**Page:**
....
No, he made two points. The first one is that this way you don't have your code in random freelancer's accounts, which I'm saying is wrong: a freelancer can take his code, and upload it back to his account.
So if this mechanism makes sense to you as a way of guaranteeing that your code won't be in other people's accounts, you're mistaken too.
In fact if you don't believe me give me access to your private repos and lets see what happens.
Nobody is disputing that access to the private repo allows for a copy to be kept. But it's an "island", not a fork.
Come on, no one is arguing that, and I'm sure you know that.
He said it's "cleaner", not more secure. Yes anybody can re-upload his code to a random github account, but then it's easier to see it's stolen code in contrast of having a github fork of the private repository.
Nobody but you is claiming this.
> It means there are no abandoned copies of my codebase sitting around forever forgotten in random Github accounts.
- collaborator get a copy of your code, works a bit on it;
- collaboration stops;
- a few months pass and you start collaborating with the same person again;
- collaborator then pushes some changes based on outdated information and breaks everything
github does have better ways to prevent that. that's the point of using git, right?
The only way to really protect yourself is with a contract that stipulates the repo and any clones a contractor may have access to must be destroyed upon termination of the contract.
Github is a tool for collaboration. The point of a private repo is to manage who you are collaborating with. Once I don't want to collaborate with someone anymore, there is no reason for them to have a Github fork of my code anymore. As I said, it's cleaner.
I'm fully aware that they can save a local copy (did you read my 3rd paragraph above?), and of the importance of contracts.
It’s about trade-offs. If you must have “trade secrets” amongst your code, perhaps you can keep that code available only to whom you trust will follow your wishes with it, and have separate repos to share wherein you do not care as much about collaborators “stealing” the code.
As soon as you let someone into your codebase, almost anything can happen, right?
There are cases where it would make sense to sacrifice risks related to code-copying in order to have faster/better development.
Also, what’s stopping anyone working at ANY company from taking the company code and doing whatever they want?
Code is seldom everything.
There's "nothing" stopping someone at a job from printing every single one of their corporate emails and putting them into a binder to save forever, even after they've left the position. Nothing except professionalism, a sense of business ethics, the law, and the fact that it's a huge hassle.
This seems like a problem that's not a problem. If you are working in a private repo then there should be some formalized arrangement on who owns the code and who doesn't, and that would be the originator of the private repo. If, for some reason, that relationship is less clear, then as you say other contributors can just create their own clones of the repo elsewhere. If the obvious relationship is one of collaborative ownership, then a public repo is the obvious choice.
....
Object pointing dataset rows:
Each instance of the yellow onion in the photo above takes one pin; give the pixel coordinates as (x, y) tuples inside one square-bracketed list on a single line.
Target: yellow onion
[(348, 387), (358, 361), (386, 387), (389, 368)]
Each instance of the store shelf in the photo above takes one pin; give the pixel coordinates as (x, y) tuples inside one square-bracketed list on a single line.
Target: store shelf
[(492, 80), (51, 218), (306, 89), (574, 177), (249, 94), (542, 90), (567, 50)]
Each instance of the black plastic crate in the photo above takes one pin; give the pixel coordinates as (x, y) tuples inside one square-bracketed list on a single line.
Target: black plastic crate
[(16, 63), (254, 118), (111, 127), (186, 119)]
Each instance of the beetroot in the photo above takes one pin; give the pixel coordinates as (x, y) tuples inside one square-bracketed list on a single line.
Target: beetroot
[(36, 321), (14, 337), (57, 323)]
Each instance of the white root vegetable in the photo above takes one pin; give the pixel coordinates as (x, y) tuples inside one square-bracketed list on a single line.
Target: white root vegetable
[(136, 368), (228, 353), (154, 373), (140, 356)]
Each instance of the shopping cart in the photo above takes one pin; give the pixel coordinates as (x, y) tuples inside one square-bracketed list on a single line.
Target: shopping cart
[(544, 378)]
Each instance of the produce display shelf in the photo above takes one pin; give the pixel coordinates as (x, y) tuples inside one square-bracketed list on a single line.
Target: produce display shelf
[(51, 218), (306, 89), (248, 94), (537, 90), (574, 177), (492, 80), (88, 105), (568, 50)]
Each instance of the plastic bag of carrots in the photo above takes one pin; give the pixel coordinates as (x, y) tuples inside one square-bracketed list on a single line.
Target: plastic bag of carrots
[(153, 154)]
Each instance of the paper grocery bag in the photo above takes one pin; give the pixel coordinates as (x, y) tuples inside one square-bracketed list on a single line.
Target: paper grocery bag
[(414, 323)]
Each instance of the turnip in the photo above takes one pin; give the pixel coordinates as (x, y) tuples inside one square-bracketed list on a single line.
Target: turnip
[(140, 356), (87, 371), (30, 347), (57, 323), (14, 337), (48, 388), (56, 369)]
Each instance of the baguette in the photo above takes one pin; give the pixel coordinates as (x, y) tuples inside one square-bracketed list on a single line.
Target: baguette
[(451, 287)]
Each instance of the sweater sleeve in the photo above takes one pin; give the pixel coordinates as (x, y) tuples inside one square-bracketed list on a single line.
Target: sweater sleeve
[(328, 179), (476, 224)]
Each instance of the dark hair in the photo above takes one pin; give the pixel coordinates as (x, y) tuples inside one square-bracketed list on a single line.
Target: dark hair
....
**Task instructions:**
a - Rewrite the thread from the words "Nobody is disputing" through "random Github accounts.", changing "fork" to "clone" wherever it occurs.
b - List every factor that the thread says stops someone at a job from printing all their corporate emails to keep forever.
c - According to the thread, what is the only way to really protect yourself?

**Task solutions:**
a -
Nobody is disputing that access to the private repo allows for a copy to be kept. But it's an "island", not a clone.
Come on, no one is arguing that, and I'm sure you know that.
He said it's "cleaner", not more secure. Yes anybody can re-upload his code to a random github account, but then it's easier to see it's stolen code in contrast of having a github clone of the private repository.
Nobody but you is claiming this.
> It means there are no abandoned copies of my codebase sitting around forever forgotten in random Github accounts.

b -
- Professionalism
- A sense of business ethics
- The law
- The fact that it's a huge hassle

c - A contract stipulating that the repo and any clones a contractor may have access to must be destroyed when the contract ends.